• [Work to complete]:
1 > Retype the portion of the post about Murena and GrapheneOS that starts with "It also makes" and goes on through "don’t want to.".
2 > For each statement below, state whether the post about Murena and GrapheneOS agrees with it, answering yes or no and quoting the words of the post that decide it. (a) The writer had two critical issues with Google services for about eight months. (b) Fairphone uses a legacy Play store. (c) Hundreds of thousands of people use these phones without the Play store.

----- Document segment

Fair phone isn’t using some Chinese model and lineage OES or any legacy Play store.
There aren’t many reported issues with banking apps and there is a whole community page about compatibility with banking app specifically for e/os.
I can find plenty of forum users complaining about not being able to use Android banking, insurance or transportation apps, actually had 2 pretty critical issues with my Google services for about 8 months and another for about a year and a half that have never been addressed and the less critical issue was randomly resolved after 8 months or so, so the possibility that an app might not work perfectly on murena isn’t a convincing reason to stay away from an OS that doesn’t have those problems so far, or to stay in OS that I know has issues.
I’m not sure why removing the Play store makes you think the OS is unusable when there are hundreds of thousands of people using these phones without the Play store.
I included the part about changing the OS for a couple reasons 1) because you seem so singularly focused on graphene OS, it seems that you didn’t know you could switch OSs. And 2) they officially instruct their customers how to unlock the bootloader on their phone, which is another sign of transparency and responsibility.
It also makes it easier for me to try out graphene or some other OS if murena doesn’t turn out to be what I was looking for.
You seem similarly focused on chromium, which, is that something other than a browser? Because you don’t have to use that browser if you don’t want to.
Plus, The guy who writes graphene kind of seems like a dick?
https://www.youtube.com/watch?v=4To-F6W1NT0&t=821
Graphene must be a very secure project, because many people have suggested it, but there are a lot of problems with according to its users, it’s not some kind of perfect OS, you can just customize it well and it is more privacy focused than stock Android, which is what I like about murena.
Plus, I can put my money where my mouth is and support sustainability, respect for consumers and corporate responsibility, and try something new.

----------
----- Supplied information

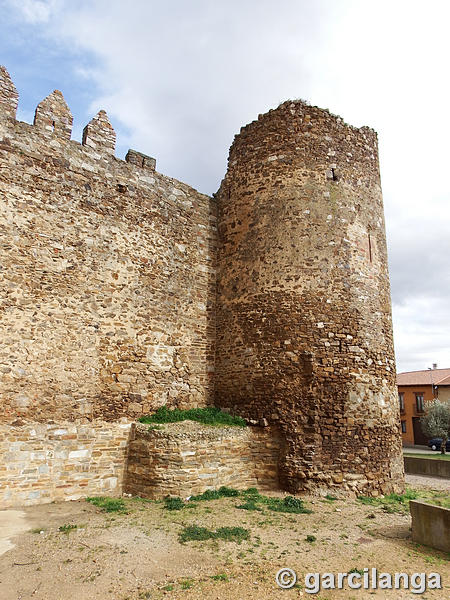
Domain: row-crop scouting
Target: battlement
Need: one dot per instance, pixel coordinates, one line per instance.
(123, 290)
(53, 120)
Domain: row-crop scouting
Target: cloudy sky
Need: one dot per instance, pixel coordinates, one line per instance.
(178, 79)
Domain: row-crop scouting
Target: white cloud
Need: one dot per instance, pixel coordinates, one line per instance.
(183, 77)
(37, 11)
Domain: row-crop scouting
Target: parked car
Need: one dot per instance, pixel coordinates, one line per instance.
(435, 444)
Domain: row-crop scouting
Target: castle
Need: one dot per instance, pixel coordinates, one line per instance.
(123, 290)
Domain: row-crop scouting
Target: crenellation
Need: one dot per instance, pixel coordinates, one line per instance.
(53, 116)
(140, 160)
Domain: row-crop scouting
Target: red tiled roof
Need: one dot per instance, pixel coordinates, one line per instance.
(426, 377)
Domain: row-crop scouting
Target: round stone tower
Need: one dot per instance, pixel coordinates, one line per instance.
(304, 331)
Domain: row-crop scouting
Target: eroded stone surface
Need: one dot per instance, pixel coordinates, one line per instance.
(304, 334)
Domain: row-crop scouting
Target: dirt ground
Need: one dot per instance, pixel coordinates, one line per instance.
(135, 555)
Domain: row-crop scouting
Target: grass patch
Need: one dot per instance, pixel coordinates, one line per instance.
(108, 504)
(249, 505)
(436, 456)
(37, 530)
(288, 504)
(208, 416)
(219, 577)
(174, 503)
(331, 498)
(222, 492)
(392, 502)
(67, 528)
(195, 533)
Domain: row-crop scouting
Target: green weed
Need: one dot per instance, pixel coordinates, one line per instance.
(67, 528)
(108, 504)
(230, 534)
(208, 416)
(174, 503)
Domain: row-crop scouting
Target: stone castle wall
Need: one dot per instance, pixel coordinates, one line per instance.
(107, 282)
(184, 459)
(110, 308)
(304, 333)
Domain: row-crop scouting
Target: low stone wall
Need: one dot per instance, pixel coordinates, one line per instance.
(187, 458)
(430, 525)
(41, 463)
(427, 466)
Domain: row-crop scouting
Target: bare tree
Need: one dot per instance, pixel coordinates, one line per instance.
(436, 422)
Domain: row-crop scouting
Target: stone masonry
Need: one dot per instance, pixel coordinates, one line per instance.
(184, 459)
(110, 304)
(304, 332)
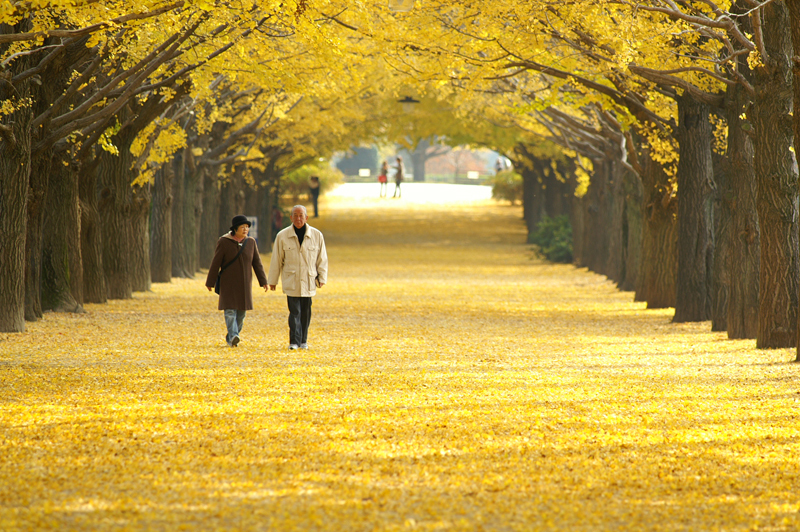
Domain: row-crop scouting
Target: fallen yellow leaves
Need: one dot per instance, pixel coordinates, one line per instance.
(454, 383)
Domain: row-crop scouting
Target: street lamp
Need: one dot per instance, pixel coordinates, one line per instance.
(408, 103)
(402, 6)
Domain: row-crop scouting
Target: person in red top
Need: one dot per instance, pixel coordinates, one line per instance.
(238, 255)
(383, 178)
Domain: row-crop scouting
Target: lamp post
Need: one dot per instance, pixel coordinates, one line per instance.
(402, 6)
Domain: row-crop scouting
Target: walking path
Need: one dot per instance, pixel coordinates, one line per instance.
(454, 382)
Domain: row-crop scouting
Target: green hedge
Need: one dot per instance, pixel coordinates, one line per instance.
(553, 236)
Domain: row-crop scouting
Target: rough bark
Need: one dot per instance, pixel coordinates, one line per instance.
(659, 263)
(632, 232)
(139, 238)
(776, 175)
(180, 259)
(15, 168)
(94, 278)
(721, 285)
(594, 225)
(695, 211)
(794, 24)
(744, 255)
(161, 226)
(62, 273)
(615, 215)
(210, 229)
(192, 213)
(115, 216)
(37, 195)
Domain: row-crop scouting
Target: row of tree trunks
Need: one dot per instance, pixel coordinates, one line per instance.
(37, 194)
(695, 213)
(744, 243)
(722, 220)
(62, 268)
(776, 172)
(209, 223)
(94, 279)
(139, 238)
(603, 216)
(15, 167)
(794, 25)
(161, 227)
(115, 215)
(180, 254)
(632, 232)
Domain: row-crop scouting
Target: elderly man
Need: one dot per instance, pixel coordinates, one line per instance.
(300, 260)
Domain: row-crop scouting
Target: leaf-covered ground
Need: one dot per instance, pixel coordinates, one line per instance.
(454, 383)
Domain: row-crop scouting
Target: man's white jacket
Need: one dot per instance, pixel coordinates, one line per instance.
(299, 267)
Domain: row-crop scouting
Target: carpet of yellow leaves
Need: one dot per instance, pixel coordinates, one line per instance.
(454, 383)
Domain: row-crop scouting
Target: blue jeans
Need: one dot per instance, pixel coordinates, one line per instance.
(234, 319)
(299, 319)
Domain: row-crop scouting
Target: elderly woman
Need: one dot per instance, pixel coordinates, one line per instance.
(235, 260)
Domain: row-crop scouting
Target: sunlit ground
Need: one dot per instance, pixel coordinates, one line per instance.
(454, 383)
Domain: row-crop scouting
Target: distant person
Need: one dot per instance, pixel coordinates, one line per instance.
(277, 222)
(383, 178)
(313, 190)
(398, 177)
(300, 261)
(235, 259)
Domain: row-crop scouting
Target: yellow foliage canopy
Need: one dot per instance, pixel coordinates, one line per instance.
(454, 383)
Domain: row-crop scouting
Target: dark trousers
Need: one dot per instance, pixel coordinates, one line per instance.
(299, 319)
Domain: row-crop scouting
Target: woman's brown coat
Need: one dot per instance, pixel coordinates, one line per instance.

----------

• [Exercise results]:
1 >
It also makes it easier for me to try out graphene or some other OS if murena doesn’t turn out to be what I was looking for.
You seem similarly focused on chromium, which, is that something other than a browser? Because you don’t have to use that browser if you don’t want to.

2 >
(a) Yes: "actually had 2 pretty critical issues with my Google services for about 8 months"
(b) No: "Fair phone isn’t using some Chinese model and lineage OES or any legacy Play store."
(c) Yes: "there are hundreds of thousands of people using these phones without the Play store"